» **ASSIGNED TASK**: Tell how many lines in the data below include the word "carriage". The answer is the number only.

☆ ☆ ☆ ☆ ☆

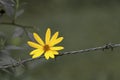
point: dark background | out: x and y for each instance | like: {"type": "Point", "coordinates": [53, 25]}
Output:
{"type": "Point", "coordinates": [84, 24]}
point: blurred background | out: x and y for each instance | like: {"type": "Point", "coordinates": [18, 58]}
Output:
{"type": "Point", "coordinates": [84, 24]}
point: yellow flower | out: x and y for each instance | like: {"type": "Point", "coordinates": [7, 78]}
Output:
{"type": "Point", "coordinates": [48, 47]}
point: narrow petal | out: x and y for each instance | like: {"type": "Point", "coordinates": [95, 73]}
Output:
{"type": "Point", "coordinates": [57, 48]}
{"type": "Point", "coordinates": [55, 53]}
{"type": "Point", "coordinates": [54, 36]}
{"type": "Point", "coordinates": [58, 40]}
{"type": "Point", "coordinates": [46, 55]}
{"type": "Point", "coordinates": [34, 45]}
{"type": "Point", "coordinates": [38, 53]}
{"type": "Point", "coordinates": [33, 52]}
{"type": "Point", "coordinates": [49, 54]}
{"type": "Point", "coordinates": [38, 38]}
{"type": "Point", "coordinates": [48, 35]}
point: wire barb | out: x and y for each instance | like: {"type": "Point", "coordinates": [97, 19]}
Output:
{"type": "Point", "coordinates": [106, 46]}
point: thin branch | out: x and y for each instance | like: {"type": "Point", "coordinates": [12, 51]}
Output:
{"type": "Point", "coordinates": [107, 46]}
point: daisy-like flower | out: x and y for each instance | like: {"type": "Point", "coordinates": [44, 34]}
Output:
{"type": "Point", "coordinates": [48, 47]}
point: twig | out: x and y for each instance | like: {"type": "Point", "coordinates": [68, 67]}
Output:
{"type": "Point", "coordinates": [107, 46]}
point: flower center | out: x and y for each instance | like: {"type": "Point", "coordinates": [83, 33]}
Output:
{"type": "Point", "coordinates": [46, 47]}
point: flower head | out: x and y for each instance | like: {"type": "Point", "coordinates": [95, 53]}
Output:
{"type": "Point", "coordinates": [48, 47]}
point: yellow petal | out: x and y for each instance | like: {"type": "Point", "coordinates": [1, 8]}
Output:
{"type": "Point", "coordinates": [38, 53]}
{"type": "Point", "coordinates": [34, 45]}
{"type": "Point", "coordinates": [33, 52]}
{"type": "Point", "coordinates": [48, 35]}
{"type": "Point", "coordinates": [54, 36]}
{"type": "Point", "coordinates": [51, 55]}
{"type": "Point", "coordinates": [57, 48]}
{"type": "Point", "coordinates": [38, 38]}
{"type": "Point", "coordinates": [55, 53]}
{"type": "Point", "coordinates": [58, 40]}
{"type": "Point", "coordinates": [46, 55]}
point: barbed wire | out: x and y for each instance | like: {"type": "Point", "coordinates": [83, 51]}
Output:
{"type": "Point", "coordinates": [104, 47]}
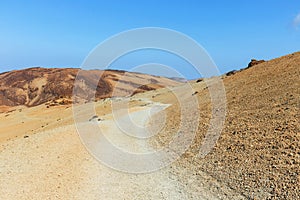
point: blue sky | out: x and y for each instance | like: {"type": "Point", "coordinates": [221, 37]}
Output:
{"type": "Point", "coordinates": [62, 33]}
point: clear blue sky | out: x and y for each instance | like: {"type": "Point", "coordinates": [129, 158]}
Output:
{"type": "Point", "coordinates": [61, 33]}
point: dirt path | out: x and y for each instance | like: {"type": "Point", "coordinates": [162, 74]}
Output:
{"type": "Point", "coordinates": [55, 165]}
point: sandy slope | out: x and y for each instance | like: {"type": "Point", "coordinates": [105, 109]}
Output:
{"type": "Point", "coordinates": [54, 164]}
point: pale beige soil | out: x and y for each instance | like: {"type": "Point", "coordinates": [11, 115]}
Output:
{"type": "Point", "coordinates": [53, 164]}
{"type": "Point", "coordinates": [256, 157]}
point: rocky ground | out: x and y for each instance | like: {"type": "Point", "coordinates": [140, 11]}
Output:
{"type": "Point", "coordinates": [256, 157]}
{"type": "Point", "coordinates": [258, 152]}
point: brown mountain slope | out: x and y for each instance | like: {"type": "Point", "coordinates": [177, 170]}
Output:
{"type": "Point", "coordinates": [36, 86]}
{"type": "Point", "coordinates": [258, 152]}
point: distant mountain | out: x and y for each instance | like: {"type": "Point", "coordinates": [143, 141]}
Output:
{"type": "Point", "coordinates": [35, 86]}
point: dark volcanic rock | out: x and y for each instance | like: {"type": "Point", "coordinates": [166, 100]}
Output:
{"type": "Point", "coordinates": [255, 62]}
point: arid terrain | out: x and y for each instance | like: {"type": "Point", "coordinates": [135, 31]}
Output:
{"type": "Point", "coordinates": [256, 157]}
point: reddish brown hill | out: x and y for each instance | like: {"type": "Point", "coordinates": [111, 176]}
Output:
{"type": "Point", "coordinates": [35, 86]}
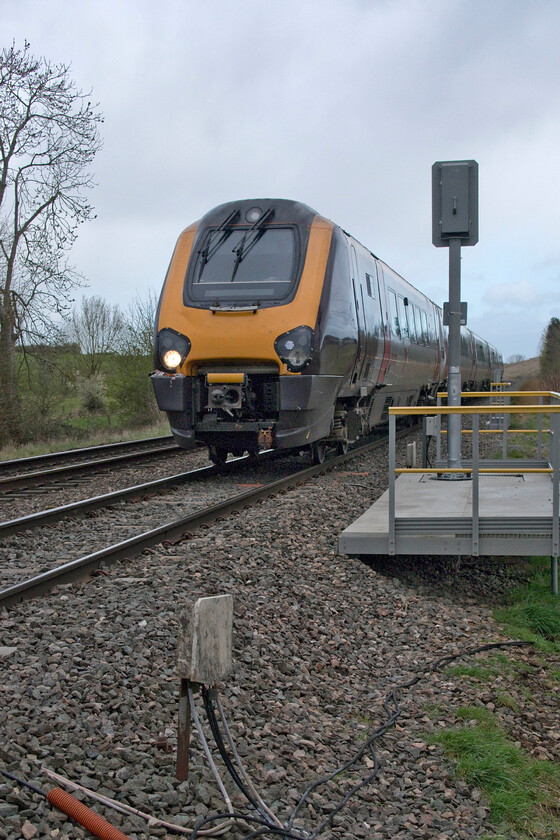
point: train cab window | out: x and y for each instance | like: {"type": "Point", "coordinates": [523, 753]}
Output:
{"type": "Point", "coordinates": [394, 315]}
{"type": "Point", "coordinates": [245, 265]}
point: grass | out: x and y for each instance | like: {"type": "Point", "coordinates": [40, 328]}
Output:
{"type": "Point", "coordinates": [533, 612]}
{"type": "Point", "coordinates": [522, 791]}
{"type": "Point", "coordinates": [480, 673]}
{"type": "Point", "coordinates": [93, 437]}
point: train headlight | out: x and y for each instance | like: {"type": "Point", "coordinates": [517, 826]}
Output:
{"type": "Point", "coordinates": [173, 348]}
{"type": "Point", "coordinates": [295, 348]}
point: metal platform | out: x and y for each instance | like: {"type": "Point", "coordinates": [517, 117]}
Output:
{"type": "Point", "coordinates": [434, 516]}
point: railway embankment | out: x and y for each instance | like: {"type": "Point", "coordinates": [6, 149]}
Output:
{"type": "Point", "coordinates": [89, 685]}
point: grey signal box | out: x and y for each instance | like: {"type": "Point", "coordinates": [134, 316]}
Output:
{"type": "Point", "coordinates": [455, 202]}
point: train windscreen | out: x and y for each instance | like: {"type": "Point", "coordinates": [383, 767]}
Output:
{"type": "Point", "coordinates": [241, 266]}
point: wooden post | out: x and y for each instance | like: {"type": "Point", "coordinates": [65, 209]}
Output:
{"type": "Point", "coordinates": [183, 733]}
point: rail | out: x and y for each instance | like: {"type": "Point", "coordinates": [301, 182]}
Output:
{"type": "Point", "coordinates": [476, 467]}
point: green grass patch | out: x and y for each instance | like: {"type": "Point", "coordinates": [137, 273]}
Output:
{"type": "Point", "coordinates": [522, 791]}
{"type": "Point", "coordinates": [480, 673]}
{"type": "Point", "coordinates": [533, 612]}
{"type": "Point", "coordinates": [87, 437]}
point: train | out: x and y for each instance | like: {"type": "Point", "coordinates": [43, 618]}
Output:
{"type": "Point", "coordinates": [277, 329]}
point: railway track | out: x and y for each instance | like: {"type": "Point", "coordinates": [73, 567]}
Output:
{"type": "Point", "coordinates": [174, 530]}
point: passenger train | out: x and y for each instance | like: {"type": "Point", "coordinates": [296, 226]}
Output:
{"type": "Point", "coordinates": [277, 329]}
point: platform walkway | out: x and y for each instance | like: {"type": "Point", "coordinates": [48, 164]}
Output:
{"type": "Point", "coordinates": [487, 507]}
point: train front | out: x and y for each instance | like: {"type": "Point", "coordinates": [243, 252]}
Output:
{"type": "Point", "coordinates": [237, 354]}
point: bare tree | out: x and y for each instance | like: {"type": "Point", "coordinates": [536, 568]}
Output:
{"type": "Point", "coordinates": [48, 137]}
{"type": "Point", "coordinates": [97, 326]}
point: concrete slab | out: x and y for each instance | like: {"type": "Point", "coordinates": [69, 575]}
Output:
{"type": "Point", "coordinates": [434, 516]}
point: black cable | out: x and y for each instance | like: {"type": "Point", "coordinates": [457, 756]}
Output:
{"type": "Point", "coordinates": [392, 715]}
{"type": "Point", "coordinates": [249, 818]}
{"type": "Point", "coordinates": [214, 726]}
{"type": "Point", "coordinates": [391, 706]}
{"type": "Point", "coordinates": [24, 783]}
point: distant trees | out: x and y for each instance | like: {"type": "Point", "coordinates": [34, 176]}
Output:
{"type": "Point", "coordinates": [97, 327]}
{"type": "Point", "coordinates": [48, 137]}
{"type": "Point", "coordinates": [550, 355]}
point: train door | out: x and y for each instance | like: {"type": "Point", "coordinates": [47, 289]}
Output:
{"type": "Point", "coordinates": [375, 337]}
{"type": "Point", "coordinates": [385, 328]}
{"type": "Point", "coordinates": [398, 348]}
{"type": "Point", "coordinates": [357, 373]}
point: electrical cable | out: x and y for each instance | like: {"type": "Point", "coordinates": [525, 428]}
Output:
{"type": "Point", "coordinates": [227, 761]}
{"type": "Point", "coordinates": [206, 749]}
{"type": "Point", "coordinates": [237, 759]}
{"type": "Point", "coordinates": [392, 709]}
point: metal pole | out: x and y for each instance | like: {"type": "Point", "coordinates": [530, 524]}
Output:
{"type": "Point", "coordinates": [476, 485]}
{"type": "Point", "coordinates": [454, 376]}
{"type": "Point", "coordinates": [555, 459]}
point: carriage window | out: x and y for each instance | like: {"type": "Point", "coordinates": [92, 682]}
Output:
{"type": "Point", "coordinates": [412, 323]}
{"type": "Point", "coordinates": [403, 318]}
{"type": "Point", "coordinates": [425, 333]}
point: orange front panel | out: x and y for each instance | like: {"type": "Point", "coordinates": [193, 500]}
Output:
{"type": "Point", "coordinates": [243, 336]}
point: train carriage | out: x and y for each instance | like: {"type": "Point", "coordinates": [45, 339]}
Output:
{"type": "Point", "coordinates": [276, 328]}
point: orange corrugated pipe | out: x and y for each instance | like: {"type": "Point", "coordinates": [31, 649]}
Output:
{"type": "Point", "coordinates": [84, 815]}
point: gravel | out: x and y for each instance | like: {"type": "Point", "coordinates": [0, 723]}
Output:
{"type": "Point", "coordinates": [89, 685]}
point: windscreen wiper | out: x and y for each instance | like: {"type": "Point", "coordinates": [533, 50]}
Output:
{"type": "Point", "coordinates": [256, 231]}
{"type": "Point", "coordinates": [222, 232]}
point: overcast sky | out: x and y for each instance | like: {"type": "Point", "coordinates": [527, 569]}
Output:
{"type": "Point", "coordinates": [342, 104]}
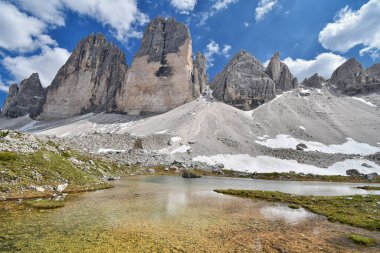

☆ ☆ ☆ ☆ ☆

» **REPLY**: 2